- _Records for the exercise_
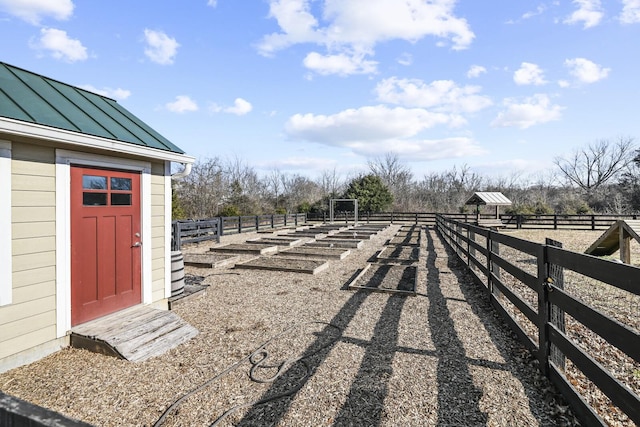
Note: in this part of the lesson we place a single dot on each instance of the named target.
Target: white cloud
(118, 94)
(531, 111)
(240, 107)
(353, 28)
(370, 123)
(529, 74)
(539, 11)
(182, 104)
(300, 163)
(341, 64)
(60, 45)
(586, 71)
(33, 11)
(589, 12)
(630, 12)
(439, 95)
(374, 130)
(405, 59)
(420, 149)
(160, 47)
(476, 71)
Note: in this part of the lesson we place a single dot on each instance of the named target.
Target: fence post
(543, 310)
(470, 249)
(556, 315)
(175, 229)
(493, 269)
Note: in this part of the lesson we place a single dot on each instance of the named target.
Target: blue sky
(305, 86)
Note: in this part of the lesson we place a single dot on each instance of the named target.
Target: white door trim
(6, 290)
(64, 160)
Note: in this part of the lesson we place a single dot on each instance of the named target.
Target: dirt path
(349, 358)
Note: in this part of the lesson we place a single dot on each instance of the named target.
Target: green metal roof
(33, 98)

- _Task to carry out_
Where an entry holds a picture, leave the picture out and output the rest exactly.

- _Response below_
Note: in this part of the lesson we place a single dot on each instance of the named target.
Target: white cloud
(118, 94)
(531, 111)
(240, 107)
(353, 28)
(370, 123)
(529, 74)
(539, 11)
(182, 104)
(300, 163)
(341, 64)
(60, 45)
(586, 71)
(33, 11)
(589, 12)
(630, 12)
(439, 95)
(374, 130)
(405, 59)
(420, 149)
(160, 47)
(476, 71)
Note: in this part of the lesson we place a single dot on each instance of the named target.
Target: fence post
(543, 310)
(470, 249)
(556, 315)
(175, 229)
(493, 269)
Note: in this part of the lesson we place a single dot on each instance of the named target.
Target: blue sky
(305, 86)
Note: in this part of the lesson we place a single dot on each instance of the named target.
Target: white door trim
(6, 290)
(64, 160)
Note: in this part of the lesson we place a single dot on each instance of the named target.
Target: dirt path
(349, 358)
Note: in this part of the lesson we place a single dot on each instance of the named target.
Target: green metal roof
(33, 98)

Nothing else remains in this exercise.